* ZIEL DER AUFGABE
Beantworte diese Fragen zum offenen Brief an die Ärztekammer unten:
1. Mit wie vielen Stimmen hat die Ärztekammer die Ernennung von Ignazio Cassis zum Ehrenmitglied gutgeheissen?
2. An welchem Datum wurde der Brief publiziert?
3. Welcher Partei ordnet der Brief Ignazio Cassis zu?

* VORGEGEBENER TEXT
· · ·

Offener Brief an die Ärztekammer: Bundesrat Ignazio Cassis wird Ehrenmitglied der FMH! – Really ?

Briefe / Mitteilungen
Ausgabe
2018/05
DOI:
https://doi.org/10.4414/saez.2018.06396
Schweiz Ärzteztg. 2018;99(05):140

Publiziert am 31.01.2018

Offener Brief an die Ärztekammer: Bundesrat Ignazio Cassis wird Ehrenmitglied der FMH! – Really?

Sehr geehrte Kollegen der Ärztekammer
An Ihrer Oktobersitzung [1] hat Ihnen der FMH-Präsident im Namen des Vorstandes ­beliebt gemacht, unsern Kollegen Bundesrat Ignazio Cassis zum Ehrenmitglied der FMH zu ernennen. Sie haben dies mit 86 von 145 Stimmen gutgeheissen.
Dass sich Ignazio Cassis für die Ärzte und die FMH besonders verdient gemacht hätte, darf man bezweifeln. Als Tessiner Kantonsarzt 
hat er kaum Ausserordentliches vollbracht. Diente es dem Zusammenhalt der FMH, als ihr Vizepräsident Cassis zurücktrat? Der bestbezahlte Präsident des Krankenkassenver­bandes hat sich kaum für Ärzte und FMH breitgemacht. Hat er den Interessen der Allgemeinheit gedient? – Der Präsident von Swiss Public Health ist durch das Schweigen dieses Vereins zu längst fälligen strukturellen Präventionsmassnahmen aufgefallen, was den Gegnern von Prävention und Gesundheitsförderung, nicht aber der Allgemeinheit zugutekam.
Die Laufbahn des FMH-Ehrenmitgliedes belegt, dass Ignazio Cassis sich vom intelli­genten Arzt zu einem zielstrebigen gut vernetzten Politiker gemausert hat, der die Glaubenssätze der FDP verinnerlichte. So seine sogar vor Ärzten [2] und Gesundheitsprofes­sionellen [3] formulierte Aussage: «Wenn man im liberalen Staat alles verbieten wollte, was der Gesundheit schädlich ist, dann gäbe es keinen liberalen Staat mehr!», mit der er das Produkteverbot geflissentlich mit dem Verbot der Werbung für Tabakprodukte verwechselt. Seine FDP-Linientreue garantierte, dass das von Lobbyisten durchzogene Parlament sein geschicktestes Mitglied in die Regierung wählte.

· · ·

* GEGEBENE DATEN
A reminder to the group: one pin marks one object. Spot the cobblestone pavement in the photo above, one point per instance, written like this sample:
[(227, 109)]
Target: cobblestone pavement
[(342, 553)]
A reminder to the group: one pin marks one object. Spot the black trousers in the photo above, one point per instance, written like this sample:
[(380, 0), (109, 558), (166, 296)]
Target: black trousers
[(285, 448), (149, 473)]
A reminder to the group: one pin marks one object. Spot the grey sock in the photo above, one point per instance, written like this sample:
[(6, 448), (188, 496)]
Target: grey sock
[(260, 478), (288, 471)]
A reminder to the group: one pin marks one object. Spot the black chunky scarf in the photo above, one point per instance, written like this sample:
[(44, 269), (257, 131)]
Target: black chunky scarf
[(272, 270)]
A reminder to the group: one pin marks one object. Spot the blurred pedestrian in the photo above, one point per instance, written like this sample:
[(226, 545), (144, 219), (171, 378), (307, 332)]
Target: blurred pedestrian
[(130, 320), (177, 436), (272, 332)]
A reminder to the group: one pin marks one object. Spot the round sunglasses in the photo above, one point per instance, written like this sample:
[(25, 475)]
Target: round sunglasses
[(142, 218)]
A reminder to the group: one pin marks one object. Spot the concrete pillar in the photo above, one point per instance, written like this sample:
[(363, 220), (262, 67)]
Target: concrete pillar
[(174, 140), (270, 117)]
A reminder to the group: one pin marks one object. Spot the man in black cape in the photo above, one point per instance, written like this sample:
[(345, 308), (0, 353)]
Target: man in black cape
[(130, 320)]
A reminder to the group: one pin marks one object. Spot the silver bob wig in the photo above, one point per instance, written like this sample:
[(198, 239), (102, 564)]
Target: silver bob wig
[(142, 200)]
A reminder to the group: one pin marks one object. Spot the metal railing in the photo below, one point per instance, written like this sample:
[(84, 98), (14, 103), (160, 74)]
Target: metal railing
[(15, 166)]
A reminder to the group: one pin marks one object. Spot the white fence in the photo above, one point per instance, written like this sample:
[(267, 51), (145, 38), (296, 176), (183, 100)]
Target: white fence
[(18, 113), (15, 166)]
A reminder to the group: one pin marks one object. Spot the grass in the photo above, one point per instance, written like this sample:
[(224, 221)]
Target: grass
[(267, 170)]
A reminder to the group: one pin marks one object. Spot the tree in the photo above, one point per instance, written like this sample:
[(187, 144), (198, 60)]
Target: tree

· · ·

* ERGEBNIS DER AUFGABE
1. Mit 86 von 145 Stimmen.
2. Am 31.01.2018.
3. Der FDP.